## [TASK LIST]
a) From the piece on hip-hop's Daisy Age, list each thing the narrator did in the evenings that summer.
b) Pick up the piece on hip-hop's Daisy Age after its final sentence and keep writing in the same first-person voice.

## [DOCUMENT SEGMENT]

+-------+

Hip-Hop's Daisy Age
Big Bill was touched by the transformation, trading the every-day struggle for The Struggle. The same music that pulled me out of my fog, left him reeling. Again and again he went back to the lab, reveled in mourning baselines, and crafted sweeping images of the great Satan's fall. They added Joey on the keyboard, changed the group's name to the Foundation, and switched their sound until it was holy and urging rebellion. I played his tapes along with all the others, and began to understand.
I was 12, but when I heard Lyrics of Fury—"A haunt if you want the style I posses/I bless the child, the Gods, the Earth, and bomb the rest"—I put away childish things, went to the pad, and caged myself between the blue lines. In the evenings, that summer, I would close the door, lay across the bed and put pen to pad.

+-------+

## [SUPPLIED DATA]

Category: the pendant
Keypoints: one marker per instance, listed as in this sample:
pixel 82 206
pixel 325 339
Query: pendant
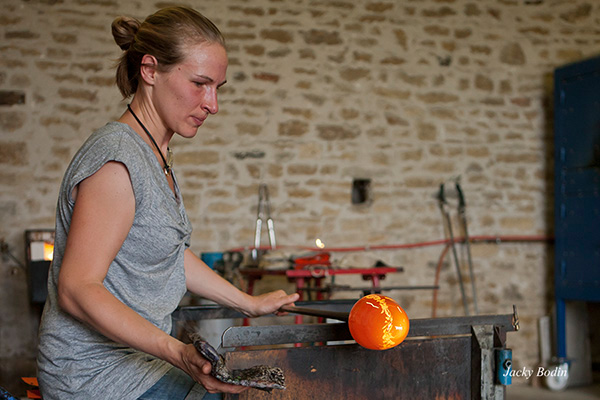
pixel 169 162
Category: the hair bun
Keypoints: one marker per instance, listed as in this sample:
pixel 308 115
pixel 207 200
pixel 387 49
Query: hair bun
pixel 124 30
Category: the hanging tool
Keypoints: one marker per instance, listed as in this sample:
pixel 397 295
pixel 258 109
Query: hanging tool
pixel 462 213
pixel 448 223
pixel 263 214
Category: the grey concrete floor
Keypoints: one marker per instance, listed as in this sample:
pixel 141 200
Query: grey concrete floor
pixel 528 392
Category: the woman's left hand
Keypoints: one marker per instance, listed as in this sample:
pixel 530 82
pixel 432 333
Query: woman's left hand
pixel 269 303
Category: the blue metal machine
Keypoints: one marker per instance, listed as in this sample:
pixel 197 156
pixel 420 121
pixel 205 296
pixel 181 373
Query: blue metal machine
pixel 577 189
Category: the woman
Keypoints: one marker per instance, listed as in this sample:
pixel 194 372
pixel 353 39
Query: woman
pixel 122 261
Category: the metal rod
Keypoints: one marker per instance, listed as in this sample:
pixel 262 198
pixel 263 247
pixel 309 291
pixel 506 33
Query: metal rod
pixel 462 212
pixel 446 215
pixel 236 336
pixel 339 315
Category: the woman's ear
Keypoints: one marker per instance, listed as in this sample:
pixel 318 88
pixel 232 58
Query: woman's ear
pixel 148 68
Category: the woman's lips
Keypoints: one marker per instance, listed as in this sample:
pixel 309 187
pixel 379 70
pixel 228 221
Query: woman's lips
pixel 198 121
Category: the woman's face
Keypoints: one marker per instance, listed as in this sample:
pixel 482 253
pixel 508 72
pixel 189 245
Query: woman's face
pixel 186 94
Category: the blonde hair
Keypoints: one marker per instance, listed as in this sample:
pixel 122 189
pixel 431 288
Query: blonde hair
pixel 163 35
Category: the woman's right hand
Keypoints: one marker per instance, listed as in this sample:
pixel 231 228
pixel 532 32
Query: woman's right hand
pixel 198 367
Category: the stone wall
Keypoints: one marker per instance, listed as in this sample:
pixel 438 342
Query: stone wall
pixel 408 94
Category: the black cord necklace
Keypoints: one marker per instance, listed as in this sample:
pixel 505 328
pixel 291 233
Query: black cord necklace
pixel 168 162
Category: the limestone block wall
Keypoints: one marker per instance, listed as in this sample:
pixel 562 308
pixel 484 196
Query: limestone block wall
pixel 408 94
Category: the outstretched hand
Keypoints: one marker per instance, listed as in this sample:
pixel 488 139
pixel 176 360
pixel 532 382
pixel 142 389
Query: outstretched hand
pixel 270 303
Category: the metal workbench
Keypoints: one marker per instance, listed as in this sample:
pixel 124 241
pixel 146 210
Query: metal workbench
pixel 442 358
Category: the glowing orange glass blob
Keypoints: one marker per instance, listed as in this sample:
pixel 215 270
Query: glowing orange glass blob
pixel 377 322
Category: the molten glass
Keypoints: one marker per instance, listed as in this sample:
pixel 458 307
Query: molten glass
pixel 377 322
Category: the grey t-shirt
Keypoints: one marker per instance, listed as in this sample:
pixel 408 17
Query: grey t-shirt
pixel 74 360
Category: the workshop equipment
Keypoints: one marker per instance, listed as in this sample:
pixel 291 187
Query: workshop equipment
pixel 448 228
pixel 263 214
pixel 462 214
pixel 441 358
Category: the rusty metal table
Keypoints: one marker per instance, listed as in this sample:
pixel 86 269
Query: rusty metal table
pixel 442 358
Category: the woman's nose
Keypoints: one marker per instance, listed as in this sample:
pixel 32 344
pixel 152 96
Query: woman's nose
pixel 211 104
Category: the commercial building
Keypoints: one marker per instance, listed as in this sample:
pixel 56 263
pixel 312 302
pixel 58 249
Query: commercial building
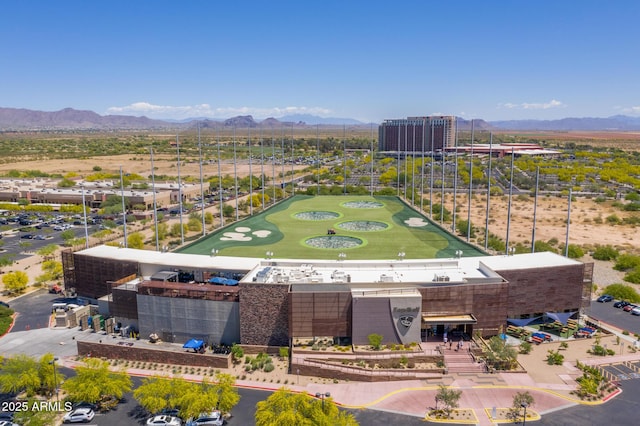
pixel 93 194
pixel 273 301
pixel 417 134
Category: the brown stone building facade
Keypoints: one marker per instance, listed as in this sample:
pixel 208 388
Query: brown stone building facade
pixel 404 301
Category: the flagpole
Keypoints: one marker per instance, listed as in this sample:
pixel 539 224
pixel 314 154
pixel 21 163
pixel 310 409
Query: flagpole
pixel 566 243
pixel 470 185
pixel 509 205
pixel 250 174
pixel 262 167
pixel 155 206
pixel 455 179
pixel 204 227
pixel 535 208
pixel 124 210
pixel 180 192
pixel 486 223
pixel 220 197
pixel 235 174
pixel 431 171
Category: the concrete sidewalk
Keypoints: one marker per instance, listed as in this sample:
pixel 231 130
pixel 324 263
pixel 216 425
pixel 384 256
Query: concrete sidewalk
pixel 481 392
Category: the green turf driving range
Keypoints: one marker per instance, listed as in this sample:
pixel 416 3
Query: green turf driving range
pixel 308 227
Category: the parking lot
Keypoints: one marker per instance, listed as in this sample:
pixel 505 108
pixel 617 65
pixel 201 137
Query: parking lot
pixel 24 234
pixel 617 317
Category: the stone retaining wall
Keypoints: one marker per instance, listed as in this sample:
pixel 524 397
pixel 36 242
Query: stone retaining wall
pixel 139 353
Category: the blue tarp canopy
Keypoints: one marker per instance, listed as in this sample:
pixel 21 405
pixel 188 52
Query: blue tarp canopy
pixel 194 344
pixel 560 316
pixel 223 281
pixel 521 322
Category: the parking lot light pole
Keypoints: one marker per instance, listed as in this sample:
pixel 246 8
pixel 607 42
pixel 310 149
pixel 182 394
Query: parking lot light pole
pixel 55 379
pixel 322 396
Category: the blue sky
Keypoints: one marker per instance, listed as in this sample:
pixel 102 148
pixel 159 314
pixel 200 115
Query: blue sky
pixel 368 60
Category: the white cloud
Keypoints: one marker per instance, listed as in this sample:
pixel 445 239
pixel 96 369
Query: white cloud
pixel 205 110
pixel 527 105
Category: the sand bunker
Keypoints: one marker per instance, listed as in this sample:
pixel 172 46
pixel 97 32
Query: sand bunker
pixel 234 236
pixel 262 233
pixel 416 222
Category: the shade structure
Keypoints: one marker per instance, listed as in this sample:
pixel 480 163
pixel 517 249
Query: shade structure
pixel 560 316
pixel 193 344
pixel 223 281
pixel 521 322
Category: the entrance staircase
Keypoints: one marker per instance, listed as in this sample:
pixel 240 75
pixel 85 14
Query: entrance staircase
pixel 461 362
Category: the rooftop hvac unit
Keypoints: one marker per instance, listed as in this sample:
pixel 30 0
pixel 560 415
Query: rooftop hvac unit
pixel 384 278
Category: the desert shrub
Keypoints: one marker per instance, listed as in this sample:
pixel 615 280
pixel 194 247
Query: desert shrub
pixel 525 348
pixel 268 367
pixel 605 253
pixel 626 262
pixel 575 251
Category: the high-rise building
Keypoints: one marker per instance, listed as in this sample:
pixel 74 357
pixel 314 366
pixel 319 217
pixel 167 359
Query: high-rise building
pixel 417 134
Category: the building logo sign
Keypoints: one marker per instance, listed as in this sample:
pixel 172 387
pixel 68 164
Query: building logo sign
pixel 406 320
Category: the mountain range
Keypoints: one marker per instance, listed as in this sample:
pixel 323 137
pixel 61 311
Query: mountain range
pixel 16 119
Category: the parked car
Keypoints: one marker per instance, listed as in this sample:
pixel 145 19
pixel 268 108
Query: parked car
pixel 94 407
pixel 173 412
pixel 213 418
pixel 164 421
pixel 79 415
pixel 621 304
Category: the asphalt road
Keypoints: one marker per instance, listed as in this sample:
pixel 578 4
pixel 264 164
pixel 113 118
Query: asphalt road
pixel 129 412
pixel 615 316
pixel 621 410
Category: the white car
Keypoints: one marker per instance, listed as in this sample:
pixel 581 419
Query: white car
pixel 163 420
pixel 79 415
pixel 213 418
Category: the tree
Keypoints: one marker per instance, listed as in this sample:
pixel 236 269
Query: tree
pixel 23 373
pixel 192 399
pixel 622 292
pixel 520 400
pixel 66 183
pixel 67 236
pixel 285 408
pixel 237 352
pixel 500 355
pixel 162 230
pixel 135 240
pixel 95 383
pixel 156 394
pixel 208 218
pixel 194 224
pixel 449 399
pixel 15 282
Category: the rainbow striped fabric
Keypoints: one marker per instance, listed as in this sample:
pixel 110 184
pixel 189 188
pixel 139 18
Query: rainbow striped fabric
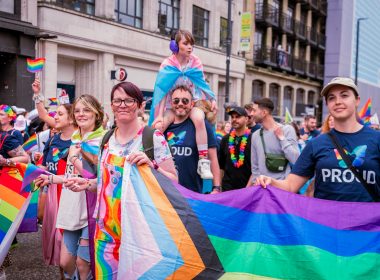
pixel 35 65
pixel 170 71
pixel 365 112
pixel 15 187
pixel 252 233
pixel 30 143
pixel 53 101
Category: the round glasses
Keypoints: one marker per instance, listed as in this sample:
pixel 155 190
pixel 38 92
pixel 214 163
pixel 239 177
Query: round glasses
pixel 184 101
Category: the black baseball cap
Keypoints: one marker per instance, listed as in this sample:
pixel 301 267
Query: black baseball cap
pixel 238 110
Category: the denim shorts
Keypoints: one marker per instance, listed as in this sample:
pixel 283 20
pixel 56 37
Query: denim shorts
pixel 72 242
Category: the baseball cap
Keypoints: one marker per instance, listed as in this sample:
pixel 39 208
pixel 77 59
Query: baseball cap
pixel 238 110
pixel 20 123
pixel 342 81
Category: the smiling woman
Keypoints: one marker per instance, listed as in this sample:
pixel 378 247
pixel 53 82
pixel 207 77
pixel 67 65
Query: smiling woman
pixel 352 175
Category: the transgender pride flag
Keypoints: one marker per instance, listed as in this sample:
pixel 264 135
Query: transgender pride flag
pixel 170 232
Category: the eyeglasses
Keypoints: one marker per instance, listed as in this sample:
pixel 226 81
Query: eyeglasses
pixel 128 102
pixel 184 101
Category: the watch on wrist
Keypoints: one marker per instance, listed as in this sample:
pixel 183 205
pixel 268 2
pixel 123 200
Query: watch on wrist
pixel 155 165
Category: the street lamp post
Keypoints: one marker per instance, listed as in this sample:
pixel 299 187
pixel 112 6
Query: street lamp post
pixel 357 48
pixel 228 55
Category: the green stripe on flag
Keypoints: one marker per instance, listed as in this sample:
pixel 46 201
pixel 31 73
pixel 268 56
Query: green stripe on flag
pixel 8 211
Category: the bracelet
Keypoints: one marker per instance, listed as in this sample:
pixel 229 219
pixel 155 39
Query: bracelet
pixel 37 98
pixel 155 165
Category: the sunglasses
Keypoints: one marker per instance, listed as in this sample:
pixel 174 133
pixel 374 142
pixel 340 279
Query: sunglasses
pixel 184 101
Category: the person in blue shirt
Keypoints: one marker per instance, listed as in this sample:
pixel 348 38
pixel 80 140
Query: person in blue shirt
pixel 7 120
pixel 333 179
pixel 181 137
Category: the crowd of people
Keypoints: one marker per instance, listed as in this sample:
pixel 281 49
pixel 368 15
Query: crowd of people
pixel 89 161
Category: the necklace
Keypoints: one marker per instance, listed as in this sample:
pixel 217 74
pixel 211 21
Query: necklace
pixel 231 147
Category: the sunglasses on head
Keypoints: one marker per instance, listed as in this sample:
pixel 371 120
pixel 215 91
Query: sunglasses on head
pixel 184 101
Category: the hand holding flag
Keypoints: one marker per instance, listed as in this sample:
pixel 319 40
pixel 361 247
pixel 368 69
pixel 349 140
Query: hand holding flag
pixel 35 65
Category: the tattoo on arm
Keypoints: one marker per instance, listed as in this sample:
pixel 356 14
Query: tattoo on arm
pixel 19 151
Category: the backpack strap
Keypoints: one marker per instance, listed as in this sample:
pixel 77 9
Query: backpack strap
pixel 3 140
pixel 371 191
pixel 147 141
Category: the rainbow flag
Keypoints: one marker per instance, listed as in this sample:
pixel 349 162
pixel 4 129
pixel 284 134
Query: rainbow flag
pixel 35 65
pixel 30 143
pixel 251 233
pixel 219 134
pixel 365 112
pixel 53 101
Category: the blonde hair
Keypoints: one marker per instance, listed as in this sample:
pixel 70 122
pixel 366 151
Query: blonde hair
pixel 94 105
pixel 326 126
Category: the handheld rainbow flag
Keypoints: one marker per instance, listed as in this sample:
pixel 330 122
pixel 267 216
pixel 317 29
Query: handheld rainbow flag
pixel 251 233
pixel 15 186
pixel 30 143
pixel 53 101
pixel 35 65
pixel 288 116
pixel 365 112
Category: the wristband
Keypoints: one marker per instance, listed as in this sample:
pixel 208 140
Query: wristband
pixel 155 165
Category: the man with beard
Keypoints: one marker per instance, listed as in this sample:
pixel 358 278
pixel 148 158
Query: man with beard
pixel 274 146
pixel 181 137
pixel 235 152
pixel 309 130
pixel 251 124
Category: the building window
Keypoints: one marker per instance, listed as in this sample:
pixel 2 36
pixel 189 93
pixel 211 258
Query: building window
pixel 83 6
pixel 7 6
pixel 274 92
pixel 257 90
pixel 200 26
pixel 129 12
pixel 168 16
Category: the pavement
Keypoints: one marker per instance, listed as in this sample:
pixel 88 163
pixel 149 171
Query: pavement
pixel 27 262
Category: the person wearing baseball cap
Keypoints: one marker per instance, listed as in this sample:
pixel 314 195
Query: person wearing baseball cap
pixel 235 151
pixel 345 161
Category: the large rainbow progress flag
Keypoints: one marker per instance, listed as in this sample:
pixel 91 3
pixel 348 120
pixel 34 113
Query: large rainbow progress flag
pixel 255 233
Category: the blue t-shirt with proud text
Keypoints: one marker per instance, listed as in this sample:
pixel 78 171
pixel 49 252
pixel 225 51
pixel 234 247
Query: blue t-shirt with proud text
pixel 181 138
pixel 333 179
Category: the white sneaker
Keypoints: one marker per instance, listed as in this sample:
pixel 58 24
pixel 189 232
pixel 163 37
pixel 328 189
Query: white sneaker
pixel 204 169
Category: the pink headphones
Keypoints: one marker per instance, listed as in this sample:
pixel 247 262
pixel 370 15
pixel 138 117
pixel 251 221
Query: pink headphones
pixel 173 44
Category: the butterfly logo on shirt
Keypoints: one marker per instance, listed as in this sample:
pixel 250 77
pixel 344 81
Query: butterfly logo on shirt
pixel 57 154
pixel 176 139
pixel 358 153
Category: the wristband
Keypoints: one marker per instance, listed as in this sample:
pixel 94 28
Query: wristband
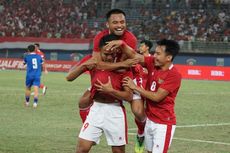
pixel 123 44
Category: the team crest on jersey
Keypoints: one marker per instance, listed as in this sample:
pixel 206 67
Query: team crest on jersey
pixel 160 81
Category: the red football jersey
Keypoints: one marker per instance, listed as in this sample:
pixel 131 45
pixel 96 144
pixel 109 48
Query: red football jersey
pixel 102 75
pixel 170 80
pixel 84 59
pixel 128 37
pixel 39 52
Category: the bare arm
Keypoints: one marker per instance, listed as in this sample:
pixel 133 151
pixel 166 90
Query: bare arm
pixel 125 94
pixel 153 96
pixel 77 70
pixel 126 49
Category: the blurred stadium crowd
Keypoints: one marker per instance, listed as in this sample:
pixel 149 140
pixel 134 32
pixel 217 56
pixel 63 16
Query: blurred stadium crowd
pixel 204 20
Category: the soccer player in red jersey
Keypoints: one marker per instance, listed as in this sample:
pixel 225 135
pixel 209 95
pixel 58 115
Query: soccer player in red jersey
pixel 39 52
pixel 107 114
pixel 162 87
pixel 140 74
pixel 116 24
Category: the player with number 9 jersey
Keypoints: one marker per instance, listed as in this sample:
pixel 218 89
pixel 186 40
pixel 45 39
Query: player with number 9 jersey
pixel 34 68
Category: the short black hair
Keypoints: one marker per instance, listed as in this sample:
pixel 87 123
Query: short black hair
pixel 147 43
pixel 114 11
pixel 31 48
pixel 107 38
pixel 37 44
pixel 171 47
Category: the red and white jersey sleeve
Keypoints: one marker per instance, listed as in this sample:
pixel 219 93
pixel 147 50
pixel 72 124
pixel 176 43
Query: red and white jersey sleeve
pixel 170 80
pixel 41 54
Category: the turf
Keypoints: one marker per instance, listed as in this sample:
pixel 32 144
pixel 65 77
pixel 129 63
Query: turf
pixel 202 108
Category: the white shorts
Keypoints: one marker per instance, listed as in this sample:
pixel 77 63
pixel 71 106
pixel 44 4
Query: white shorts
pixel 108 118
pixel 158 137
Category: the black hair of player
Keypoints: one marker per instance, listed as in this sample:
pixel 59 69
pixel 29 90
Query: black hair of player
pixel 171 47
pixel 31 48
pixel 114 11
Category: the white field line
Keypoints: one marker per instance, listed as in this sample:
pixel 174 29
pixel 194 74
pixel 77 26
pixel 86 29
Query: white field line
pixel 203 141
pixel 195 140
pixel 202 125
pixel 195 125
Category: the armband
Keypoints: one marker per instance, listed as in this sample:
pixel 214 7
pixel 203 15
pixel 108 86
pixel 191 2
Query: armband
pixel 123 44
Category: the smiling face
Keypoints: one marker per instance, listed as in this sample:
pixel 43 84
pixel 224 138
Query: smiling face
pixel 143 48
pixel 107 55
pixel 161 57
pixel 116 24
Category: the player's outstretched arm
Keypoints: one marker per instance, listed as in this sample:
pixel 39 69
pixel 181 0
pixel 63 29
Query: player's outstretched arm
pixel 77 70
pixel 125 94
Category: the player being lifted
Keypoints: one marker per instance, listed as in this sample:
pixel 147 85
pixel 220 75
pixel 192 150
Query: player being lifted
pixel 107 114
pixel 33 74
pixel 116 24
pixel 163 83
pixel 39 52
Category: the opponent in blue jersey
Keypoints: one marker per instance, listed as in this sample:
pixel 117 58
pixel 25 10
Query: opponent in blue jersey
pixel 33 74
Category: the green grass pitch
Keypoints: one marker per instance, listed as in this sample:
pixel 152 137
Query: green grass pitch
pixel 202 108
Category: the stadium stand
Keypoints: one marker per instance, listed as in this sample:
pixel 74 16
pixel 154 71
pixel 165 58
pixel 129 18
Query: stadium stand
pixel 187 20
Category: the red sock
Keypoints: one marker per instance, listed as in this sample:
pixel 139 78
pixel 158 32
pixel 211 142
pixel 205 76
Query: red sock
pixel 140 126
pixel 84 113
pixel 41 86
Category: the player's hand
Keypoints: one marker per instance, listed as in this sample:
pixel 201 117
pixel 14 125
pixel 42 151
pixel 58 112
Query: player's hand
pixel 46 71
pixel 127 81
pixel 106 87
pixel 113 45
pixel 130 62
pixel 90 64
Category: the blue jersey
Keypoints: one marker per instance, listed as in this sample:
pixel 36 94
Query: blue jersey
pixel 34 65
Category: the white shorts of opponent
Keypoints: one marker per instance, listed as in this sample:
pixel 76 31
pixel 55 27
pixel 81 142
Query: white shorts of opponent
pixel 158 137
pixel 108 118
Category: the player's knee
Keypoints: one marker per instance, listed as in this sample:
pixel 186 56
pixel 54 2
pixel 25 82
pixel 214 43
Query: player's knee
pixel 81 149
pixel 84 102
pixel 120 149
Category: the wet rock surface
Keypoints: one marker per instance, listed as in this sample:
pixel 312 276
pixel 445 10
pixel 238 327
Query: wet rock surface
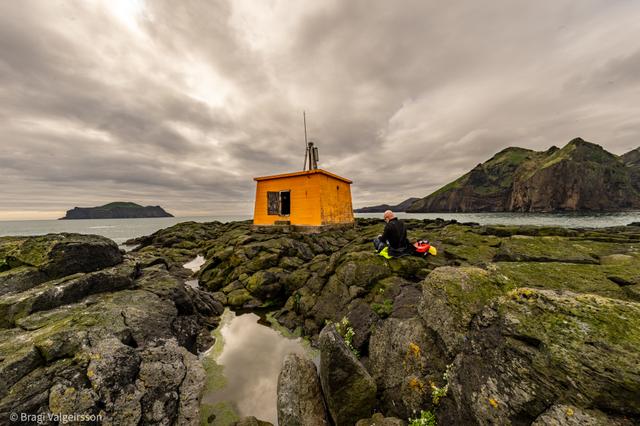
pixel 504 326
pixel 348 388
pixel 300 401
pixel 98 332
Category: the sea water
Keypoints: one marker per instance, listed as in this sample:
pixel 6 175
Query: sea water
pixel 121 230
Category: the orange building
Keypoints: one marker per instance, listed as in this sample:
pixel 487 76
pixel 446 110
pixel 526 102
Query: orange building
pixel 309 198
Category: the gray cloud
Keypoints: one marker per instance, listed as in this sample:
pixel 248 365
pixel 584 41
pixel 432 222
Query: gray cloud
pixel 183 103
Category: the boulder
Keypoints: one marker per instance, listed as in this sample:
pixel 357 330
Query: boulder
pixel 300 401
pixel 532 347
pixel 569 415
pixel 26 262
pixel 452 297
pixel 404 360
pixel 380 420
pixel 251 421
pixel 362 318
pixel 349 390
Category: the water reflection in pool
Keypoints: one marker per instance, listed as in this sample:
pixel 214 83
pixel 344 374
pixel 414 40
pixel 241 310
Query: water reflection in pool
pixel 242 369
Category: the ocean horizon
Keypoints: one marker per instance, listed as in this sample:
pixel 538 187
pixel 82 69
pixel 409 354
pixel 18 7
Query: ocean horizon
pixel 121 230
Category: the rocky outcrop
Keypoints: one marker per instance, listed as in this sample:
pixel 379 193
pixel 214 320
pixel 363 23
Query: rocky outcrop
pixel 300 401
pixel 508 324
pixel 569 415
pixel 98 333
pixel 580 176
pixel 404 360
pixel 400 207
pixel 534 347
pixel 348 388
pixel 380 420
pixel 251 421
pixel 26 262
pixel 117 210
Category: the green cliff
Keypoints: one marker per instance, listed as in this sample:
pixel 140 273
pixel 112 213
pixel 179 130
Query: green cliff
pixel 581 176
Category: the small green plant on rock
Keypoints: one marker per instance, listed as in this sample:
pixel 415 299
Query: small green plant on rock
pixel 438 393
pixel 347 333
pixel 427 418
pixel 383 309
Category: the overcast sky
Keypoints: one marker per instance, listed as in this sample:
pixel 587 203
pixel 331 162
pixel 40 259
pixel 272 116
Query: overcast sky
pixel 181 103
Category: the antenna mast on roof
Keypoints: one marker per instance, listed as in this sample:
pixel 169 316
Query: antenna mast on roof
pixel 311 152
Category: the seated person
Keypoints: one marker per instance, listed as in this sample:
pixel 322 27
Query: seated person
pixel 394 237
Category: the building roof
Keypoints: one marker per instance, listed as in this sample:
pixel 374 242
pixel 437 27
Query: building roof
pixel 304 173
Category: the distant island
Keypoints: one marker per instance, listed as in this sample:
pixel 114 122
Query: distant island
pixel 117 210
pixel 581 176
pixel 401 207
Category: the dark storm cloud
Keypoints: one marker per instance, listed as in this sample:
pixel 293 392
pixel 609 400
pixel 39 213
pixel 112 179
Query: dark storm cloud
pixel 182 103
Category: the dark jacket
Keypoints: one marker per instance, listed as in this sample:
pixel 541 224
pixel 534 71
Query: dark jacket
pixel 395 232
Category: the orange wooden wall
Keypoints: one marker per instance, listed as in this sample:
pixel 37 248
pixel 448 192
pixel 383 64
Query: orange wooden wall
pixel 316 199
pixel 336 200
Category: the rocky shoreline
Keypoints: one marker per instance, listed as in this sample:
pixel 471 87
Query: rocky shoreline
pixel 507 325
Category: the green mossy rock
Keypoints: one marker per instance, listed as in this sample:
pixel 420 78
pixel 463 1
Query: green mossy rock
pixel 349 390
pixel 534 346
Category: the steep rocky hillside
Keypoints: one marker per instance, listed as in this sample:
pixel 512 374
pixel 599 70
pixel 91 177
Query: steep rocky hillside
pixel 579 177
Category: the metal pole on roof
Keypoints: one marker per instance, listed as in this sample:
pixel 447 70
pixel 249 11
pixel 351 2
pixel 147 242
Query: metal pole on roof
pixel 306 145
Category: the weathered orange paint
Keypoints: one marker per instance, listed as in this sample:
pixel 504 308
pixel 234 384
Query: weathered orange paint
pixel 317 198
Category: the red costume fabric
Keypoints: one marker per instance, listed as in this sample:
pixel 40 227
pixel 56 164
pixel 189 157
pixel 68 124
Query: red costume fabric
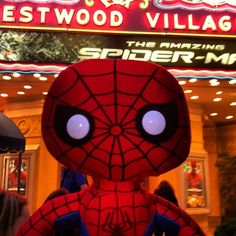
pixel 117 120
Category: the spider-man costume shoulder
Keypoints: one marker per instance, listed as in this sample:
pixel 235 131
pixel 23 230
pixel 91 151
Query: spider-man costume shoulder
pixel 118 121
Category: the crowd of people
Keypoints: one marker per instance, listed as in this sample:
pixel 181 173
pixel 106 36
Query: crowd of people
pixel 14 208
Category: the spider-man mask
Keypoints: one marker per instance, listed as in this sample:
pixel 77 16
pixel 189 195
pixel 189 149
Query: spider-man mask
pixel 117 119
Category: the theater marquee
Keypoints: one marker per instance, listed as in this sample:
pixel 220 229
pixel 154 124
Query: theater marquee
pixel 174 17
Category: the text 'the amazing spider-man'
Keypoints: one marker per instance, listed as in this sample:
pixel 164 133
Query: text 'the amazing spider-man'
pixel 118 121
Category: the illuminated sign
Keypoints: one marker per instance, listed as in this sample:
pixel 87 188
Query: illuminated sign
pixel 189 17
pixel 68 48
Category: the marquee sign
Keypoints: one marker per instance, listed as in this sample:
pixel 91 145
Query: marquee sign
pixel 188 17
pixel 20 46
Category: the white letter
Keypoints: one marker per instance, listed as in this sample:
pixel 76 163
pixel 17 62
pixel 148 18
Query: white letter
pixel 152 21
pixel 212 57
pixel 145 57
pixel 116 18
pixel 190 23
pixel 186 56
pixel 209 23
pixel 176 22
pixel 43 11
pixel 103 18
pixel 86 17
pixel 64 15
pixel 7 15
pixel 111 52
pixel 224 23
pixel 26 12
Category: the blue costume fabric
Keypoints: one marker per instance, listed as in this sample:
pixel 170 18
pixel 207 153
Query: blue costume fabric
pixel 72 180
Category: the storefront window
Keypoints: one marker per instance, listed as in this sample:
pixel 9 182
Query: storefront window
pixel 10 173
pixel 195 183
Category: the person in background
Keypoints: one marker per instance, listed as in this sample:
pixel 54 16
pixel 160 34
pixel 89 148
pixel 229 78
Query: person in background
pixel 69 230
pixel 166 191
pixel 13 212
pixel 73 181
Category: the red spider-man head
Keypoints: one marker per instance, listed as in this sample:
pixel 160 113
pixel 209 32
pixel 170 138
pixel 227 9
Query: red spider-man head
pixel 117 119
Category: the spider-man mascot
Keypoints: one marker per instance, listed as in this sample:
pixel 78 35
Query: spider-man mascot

+-------+

## [FINAL RESULTS]
a) Closed the door, lay across the bed, and put pen to pad.

b)
My hand was awkward, and when I rhymed, the couplets would not adhere, punch lines crashed into bars, metaphors were extended until they derailed off beat. I was unfit, but still I had at it for days, months, and ultimately years. And the more ink I dribbled onto the page, the more I felt the blessing of the sacred order of MCs. I wrote everyday that summer, rhymed over B-sides instrumentals, until my pen was a Staff Of The Dreaded Streets, (plus five chances to banish fools on sight) and my flow, though flicted and disjointed, made my hands tingle.
I'd walk outside, and my head was just a little higher, because if you do this right, if you claim to be that nigger enough, though you battle only your bedroom mirror, there is a part of you that believes. That was how I came to understand, how I came to know why all these brothers wrote and talked so big. Even the Knowledge feared the streets. But the rhyme-pad was a spell-book, it summoned asphalt elementals, elder gods, and weeping ancestors, all of whom had your back. That summer, I beheld the greatest lesson of 88, that when under the aegis of hip-hop, you never lived alone, you never walked alone.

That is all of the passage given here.